EXERCISE DIRECTIONS
Copy out the listing that follows, exact in every word, and skip the images.
>>>>>
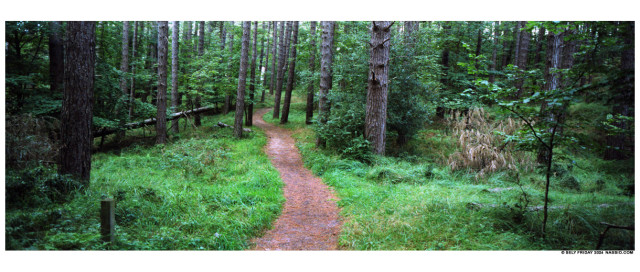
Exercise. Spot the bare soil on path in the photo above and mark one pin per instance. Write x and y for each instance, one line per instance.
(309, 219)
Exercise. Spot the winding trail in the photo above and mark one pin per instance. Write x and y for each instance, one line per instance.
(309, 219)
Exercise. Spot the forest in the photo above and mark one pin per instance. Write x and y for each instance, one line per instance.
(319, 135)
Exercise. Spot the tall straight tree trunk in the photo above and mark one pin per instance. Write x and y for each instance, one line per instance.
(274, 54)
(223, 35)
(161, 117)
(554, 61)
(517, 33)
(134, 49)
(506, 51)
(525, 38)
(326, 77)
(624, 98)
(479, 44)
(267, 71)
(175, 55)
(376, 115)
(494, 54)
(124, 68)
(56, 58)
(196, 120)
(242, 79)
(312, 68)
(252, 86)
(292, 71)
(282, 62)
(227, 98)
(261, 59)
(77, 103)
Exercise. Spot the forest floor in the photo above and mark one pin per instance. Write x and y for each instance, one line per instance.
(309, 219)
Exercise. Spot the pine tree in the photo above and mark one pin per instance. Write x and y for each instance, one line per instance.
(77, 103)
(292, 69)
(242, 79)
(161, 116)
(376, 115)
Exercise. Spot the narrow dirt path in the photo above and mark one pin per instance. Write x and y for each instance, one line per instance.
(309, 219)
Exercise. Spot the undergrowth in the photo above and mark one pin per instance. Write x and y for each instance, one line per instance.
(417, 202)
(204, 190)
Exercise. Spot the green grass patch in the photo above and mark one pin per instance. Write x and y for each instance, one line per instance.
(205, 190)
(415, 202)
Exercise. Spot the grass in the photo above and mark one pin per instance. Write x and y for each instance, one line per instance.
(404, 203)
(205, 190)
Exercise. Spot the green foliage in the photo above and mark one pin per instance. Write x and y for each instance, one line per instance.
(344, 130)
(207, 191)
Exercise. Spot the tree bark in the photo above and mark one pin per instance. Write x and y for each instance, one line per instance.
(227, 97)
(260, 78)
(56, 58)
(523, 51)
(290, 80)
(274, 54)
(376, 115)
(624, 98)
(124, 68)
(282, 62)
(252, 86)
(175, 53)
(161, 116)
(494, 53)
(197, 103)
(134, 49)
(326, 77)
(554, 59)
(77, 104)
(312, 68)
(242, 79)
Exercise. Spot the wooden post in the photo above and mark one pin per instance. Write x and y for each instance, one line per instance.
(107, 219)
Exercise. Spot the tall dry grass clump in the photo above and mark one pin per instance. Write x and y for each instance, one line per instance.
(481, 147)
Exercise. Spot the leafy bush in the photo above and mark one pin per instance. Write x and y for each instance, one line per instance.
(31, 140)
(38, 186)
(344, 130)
<<<<<
REPLY
Exercise. Spot the bare soil on path in the photo above and mark one pin per instance. Write x and y for each instance, one line per instance.
(309, 219)
Exercise. Spot the winding trail in the photo above and mark one pin per instance. Write x and y for each instance, one line per instance.
(309, 219)
Exercise. Spot the forest in the photo above and mark one pin per instance. Write x and y for each instance, one line per instance.
(319, 135)
Exercise. Spot the tall straight tree trunk in the photo above and mark one pin per instance. Write x and y for each instance, one line per instance.
(274, 54)
(223, 35)
(161, 117)
(554, 61)
(517, 33)
(134, 49)
(506, 51)
(525, 38)
(326, 77)
(624, 98)
(479, 44)
(267, 71)
(175, 55)
(376, 115)
(494, 54)
(124, 68)
(56, 58)
(196, 120)
(242, 79)
(312, 68)
(252, 86)
(292, 71)
(282, 62)
(227, 98)
(261, 59)
(77, 103)
Exercise. Spot the forest floor in the photo above and mark one pin per instance. Write x and y for each instance, one line per instance.
(309, 219)
Exercise. Spot the pine tree in the photo above and mark one pin per instance. Write x and y for each instance, one line per instance.
(77, 103)
(292, 69)
(242, 79)
(161, 116)
(376, 115)
Exercise. Spot the narrow dirt path in the photo above and mark one pin per instance. Write x and y for each instance, one line per instance.
(309, 219)
Exercise. Spot the undergrowth in the photo above and mark one pin per instance. Write x and y for each instance, one line per instance.
(417, 202)
(204, 190)
Exercise. Spot the green grass patch in the photo above and mark one pin per instance. Write x and y for each instance, one line per instance.
(205, 190)
(415, 202)
Exercise. Spot the grass in the photo above and mark one pin per instance. Write x and y for each instance, one line per instance.
(404, 203)
(205, 190)
Exercise. Spot the green foliage in the photo above and mark one pin per instance. Write x and y for each instance, one line per instance.
(344, 130)
(207, 191)
Exercise. Spot the tree bark in the photo above and mark one pin per instance. Write x and y for each instance, one line per instance.
(227, 97)
(260, 78)
(56, 58)
(523, 51)
(290, 80)
(274, 54)
(376, 115)
(624, 98)
(124, 68)
(282, 62)
(252, 86)
(175, 53)
(161, 116)
(494, 53)
(197, 103)
(134, 49)
(326, 77)
(554, 59)
(77, 104)
(312, 68)
(242, 79)
Exercise. Spot the wooden post in the photo above and mark one pin per instance. Write x and y for each instance, one line per instance.
(107, 219)
Exercise. Spot the tall dry grass clump in the photo above and mark one pin per instance. Write x and y for each instance, one line per instance.
(481, 147)
Exercise. Spot the leafy bush in the photo above and mark one pin per instance. Write x and y for each instance, one line per instance.
(31, 140)
(38, 186)
(344, 130)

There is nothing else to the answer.